- **Your instructions**:
Report all lines from the entries below in which "trim" appears.

Saved entries
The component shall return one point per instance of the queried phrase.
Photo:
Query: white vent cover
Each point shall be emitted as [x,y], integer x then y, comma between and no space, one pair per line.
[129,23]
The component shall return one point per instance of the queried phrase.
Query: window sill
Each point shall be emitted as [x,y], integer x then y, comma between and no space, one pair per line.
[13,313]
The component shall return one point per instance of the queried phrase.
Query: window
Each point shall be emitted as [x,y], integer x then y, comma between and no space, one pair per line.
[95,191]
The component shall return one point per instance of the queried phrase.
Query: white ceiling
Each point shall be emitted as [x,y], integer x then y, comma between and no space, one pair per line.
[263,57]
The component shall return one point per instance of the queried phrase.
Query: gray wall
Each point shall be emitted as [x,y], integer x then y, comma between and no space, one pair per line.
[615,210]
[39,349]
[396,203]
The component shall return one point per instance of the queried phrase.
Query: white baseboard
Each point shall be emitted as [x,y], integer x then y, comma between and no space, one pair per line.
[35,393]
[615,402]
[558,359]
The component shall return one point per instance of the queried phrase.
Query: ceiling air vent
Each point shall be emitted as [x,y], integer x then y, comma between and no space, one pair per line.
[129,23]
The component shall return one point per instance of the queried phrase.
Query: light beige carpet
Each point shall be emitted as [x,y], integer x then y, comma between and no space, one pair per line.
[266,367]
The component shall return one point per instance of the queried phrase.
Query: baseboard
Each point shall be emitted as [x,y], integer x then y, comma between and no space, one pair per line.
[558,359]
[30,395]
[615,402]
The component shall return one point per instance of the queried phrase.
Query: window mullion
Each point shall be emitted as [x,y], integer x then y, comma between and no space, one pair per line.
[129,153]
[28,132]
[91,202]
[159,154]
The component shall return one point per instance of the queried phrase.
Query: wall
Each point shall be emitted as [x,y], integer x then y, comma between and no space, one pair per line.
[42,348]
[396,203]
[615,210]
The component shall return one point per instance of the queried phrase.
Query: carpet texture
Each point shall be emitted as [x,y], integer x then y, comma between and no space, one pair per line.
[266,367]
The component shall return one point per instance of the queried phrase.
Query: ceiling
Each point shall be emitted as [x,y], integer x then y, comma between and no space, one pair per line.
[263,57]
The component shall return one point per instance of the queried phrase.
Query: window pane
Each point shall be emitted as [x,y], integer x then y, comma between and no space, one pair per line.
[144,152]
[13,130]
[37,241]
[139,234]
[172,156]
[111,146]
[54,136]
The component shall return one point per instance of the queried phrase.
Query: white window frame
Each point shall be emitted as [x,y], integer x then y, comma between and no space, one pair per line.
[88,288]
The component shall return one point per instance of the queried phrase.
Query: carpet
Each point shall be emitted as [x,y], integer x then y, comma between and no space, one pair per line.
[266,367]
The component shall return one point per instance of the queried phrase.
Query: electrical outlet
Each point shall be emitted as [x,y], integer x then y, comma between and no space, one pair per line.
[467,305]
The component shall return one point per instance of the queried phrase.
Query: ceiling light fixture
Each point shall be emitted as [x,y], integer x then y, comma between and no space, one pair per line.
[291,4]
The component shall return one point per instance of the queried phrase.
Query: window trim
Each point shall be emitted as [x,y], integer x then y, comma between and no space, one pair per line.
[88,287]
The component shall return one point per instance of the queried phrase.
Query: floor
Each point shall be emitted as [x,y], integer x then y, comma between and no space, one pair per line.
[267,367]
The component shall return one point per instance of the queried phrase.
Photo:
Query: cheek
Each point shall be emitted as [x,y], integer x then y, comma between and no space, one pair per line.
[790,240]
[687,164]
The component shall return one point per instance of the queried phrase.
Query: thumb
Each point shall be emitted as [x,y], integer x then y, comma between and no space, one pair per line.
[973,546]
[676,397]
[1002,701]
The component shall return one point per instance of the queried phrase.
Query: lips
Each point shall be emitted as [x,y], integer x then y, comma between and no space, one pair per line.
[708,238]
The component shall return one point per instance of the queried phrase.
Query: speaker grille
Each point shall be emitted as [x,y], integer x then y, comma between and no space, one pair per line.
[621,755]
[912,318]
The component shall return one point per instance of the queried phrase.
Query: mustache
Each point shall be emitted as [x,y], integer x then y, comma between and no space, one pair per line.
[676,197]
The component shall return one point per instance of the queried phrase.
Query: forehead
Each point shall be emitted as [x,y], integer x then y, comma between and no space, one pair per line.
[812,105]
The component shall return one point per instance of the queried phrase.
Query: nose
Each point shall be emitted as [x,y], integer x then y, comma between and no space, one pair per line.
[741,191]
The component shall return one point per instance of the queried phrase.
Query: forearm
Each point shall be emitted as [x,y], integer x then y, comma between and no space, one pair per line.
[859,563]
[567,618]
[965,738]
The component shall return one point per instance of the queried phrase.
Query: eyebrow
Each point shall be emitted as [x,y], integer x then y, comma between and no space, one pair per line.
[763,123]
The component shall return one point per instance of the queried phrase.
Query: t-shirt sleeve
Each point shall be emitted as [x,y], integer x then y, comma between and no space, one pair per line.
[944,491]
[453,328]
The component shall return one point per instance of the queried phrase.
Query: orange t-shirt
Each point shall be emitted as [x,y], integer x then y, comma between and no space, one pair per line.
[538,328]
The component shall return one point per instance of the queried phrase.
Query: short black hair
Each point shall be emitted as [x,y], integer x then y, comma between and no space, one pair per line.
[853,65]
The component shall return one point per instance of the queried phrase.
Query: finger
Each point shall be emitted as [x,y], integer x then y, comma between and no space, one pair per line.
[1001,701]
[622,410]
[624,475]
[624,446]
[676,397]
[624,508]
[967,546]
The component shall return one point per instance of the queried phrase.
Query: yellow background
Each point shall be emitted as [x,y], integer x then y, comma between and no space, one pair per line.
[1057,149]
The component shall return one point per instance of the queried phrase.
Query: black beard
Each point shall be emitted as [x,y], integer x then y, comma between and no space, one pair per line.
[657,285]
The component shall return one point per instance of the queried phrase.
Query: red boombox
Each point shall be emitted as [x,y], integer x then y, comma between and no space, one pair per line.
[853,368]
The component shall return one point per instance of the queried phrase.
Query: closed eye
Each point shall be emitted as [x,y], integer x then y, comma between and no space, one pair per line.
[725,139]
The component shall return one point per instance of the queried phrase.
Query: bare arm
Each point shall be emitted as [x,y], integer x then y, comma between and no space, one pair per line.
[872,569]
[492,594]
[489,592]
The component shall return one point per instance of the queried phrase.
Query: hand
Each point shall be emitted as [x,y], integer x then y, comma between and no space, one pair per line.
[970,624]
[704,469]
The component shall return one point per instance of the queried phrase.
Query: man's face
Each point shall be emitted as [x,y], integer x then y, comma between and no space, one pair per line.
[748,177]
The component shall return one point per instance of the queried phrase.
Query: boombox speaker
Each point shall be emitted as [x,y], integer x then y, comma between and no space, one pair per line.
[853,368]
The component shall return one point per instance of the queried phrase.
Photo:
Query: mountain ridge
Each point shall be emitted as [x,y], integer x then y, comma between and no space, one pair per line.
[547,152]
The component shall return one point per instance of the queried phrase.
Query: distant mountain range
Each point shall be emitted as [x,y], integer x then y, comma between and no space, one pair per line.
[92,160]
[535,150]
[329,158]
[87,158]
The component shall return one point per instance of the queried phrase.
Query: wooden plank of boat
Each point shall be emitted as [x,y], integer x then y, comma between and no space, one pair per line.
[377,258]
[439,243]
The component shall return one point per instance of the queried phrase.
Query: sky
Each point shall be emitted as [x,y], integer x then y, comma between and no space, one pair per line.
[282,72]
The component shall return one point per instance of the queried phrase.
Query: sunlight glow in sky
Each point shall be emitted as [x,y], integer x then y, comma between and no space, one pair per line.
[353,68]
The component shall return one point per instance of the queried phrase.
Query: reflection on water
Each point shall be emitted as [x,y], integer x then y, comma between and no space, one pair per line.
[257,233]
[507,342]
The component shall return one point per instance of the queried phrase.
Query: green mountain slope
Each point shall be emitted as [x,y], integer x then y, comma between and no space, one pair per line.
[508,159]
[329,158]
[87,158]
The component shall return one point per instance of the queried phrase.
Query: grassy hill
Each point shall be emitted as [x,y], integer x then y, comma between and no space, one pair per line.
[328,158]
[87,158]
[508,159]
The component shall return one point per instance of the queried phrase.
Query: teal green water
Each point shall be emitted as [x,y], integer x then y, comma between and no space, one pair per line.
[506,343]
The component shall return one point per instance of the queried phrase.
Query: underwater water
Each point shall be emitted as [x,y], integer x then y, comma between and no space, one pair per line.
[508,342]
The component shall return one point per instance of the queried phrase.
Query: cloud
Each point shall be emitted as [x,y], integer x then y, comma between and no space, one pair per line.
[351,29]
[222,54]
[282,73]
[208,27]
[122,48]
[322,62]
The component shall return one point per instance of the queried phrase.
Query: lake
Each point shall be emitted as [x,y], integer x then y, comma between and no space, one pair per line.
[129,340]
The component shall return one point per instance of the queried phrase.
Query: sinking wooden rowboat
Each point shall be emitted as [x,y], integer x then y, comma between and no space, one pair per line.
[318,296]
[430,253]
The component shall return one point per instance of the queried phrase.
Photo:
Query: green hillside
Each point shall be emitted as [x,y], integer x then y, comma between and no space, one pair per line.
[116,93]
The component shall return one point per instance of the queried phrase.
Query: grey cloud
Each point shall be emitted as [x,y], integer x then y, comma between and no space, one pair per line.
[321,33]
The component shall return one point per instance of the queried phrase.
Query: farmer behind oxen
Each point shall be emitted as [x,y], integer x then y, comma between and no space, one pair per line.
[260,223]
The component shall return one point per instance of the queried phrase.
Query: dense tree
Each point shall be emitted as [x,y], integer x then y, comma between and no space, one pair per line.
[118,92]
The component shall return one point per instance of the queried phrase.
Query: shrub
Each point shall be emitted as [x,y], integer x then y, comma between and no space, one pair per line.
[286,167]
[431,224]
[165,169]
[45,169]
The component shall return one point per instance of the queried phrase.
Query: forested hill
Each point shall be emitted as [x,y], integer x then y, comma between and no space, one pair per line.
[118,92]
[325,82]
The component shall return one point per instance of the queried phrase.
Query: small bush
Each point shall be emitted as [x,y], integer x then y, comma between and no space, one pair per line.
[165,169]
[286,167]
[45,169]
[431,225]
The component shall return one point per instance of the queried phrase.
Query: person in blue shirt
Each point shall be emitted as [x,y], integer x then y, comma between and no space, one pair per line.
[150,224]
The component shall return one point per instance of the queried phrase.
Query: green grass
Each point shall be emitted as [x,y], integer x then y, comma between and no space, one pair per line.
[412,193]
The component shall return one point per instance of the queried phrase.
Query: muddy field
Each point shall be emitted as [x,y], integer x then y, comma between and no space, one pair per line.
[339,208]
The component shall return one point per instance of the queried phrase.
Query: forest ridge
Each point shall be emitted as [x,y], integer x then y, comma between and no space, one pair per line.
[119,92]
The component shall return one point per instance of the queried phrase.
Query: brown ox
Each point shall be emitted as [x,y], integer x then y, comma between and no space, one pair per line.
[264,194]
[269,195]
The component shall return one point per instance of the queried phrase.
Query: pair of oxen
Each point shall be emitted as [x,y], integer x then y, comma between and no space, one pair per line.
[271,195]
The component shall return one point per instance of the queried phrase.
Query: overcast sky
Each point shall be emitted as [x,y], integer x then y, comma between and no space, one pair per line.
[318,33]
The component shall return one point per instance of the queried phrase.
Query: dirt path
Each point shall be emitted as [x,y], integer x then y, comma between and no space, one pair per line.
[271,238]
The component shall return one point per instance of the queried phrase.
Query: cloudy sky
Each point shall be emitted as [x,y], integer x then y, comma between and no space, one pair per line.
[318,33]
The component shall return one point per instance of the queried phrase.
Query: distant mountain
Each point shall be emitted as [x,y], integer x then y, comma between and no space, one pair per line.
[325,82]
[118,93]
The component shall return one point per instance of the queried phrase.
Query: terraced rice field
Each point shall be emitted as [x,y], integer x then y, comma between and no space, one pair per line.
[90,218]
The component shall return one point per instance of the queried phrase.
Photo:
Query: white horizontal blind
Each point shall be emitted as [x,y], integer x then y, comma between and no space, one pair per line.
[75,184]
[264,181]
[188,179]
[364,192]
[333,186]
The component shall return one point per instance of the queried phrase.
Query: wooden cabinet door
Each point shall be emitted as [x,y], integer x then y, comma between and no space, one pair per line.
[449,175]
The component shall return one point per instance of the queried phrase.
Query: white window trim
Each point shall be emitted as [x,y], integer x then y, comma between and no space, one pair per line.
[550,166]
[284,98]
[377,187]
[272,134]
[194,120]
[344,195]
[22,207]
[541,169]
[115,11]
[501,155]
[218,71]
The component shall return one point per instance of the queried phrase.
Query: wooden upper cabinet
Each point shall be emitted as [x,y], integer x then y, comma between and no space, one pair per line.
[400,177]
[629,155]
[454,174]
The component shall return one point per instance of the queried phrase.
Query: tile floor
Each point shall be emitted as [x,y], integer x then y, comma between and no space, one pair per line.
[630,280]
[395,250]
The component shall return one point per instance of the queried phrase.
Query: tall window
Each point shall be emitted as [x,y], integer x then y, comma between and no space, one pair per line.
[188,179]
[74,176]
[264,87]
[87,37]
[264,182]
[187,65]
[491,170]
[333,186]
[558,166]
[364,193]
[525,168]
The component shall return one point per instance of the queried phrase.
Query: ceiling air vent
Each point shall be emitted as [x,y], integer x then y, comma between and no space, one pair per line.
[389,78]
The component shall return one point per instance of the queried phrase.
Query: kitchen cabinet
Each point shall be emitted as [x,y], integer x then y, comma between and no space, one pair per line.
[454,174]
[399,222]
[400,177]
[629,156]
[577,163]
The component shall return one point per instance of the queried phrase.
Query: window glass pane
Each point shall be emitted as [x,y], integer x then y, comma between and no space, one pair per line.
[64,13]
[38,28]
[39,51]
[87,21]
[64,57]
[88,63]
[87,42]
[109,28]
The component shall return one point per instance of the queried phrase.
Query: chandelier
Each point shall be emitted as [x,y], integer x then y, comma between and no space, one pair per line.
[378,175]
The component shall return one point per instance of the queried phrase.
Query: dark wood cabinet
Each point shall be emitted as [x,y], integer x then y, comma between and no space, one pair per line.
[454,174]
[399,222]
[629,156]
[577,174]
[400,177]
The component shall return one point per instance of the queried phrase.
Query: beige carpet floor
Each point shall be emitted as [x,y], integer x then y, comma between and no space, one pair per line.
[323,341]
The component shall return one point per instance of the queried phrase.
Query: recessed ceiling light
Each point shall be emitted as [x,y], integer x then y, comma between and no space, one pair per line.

- **Solution to this problem**:
Query: window trim
Query: white window trim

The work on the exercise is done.